Items from a dataset

******

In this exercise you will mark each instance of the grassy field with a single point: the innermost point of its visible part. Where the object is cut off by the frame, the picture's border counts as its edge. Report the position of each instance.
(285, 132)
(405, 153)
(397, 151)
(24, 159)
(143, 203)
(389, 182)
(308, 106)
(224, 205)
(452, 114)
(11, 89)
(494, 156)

******

Stated problem
Can you rewrite the records above with "grassy field" changed to "open meadow" and nothing else altered?

Output
In this exercise you will mark each instance of the open meadow with a single point: the innermost point of its visible part. Where the object is cut off by the frame, the picture's border counts as its edge. Report the position of each instance.
(285, 132)
(405, 153)
(397, 151)
(24, 159)
(143, 203)
(389, 182)
(308, 106)
(224, 205)
(452, 114)
(11, 89)
(494, 156)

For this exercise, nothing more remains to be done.